▸ **EXERCISE DIRECTIONS**
Repeat word for word the lines of the entries below, from the line with "Can you see the tree" up to and including the line with "Can you see the blurred green".

[Entries pointing to named objects]
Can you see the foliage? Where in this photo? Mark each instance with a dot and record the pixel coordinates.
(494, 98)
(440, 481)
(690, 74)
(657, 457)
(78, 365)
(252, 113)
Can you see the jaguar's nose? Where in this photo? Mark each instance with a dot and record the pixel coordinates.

---

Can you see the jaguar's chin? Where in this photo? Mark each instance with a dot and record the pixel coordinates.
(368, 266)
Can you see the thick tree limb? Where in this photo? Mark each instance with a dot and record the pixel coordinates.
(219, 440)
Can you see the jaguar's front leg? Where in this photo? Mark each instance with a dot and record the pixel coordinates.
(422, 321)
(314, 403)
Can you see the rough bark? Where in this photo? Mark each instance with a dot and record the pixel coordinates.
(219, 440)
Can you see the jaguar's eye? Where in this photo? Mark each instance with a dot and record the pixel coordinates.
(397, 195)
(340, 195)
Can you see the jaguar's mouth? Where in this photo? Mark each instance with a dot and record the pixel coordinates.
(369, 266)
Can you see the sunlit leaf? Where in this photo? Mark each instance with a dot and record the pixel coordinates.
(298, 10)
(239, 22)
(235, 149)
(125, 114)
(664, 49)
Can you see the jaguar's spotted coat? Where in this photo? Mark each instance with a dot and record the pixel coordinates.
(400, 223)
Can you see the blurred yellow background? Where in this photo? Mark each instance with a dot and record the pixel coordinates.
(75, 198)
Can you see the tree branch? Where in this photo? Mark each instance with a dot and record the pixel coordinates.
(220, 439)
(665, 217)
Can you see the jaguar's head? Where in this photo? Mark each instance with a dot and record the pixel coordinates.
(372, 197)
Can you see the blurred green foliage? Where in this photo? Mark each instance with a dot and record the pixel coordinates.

---

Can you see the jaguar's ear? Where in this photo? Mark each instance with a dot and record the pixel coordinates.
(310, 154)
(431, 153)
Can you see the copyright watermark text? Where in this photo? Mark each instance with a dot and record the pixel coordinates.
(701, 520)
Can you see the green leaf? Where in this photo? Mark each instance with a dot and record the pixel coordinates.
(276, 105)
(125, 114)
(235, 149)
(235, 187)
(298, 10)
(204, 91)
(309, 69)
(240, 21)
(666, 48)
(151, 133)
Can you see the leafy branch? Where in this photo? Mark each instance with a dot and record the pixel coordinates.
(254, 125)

▸ **EXPECTED OUTPUT**
Can you see the tree branch? Where in this photo? Mark each instance with a dot and record the pixel coordinates.
(220, 439)
(665, 217)
Can you see the jaguar's head? Where in this photo? Mark each instance with a dot and record the pixel coordinates.
(372, 197)
Can you see the blurred green foliage? Where in this photo? Mark each instance with a dot and record the pixel coordinates.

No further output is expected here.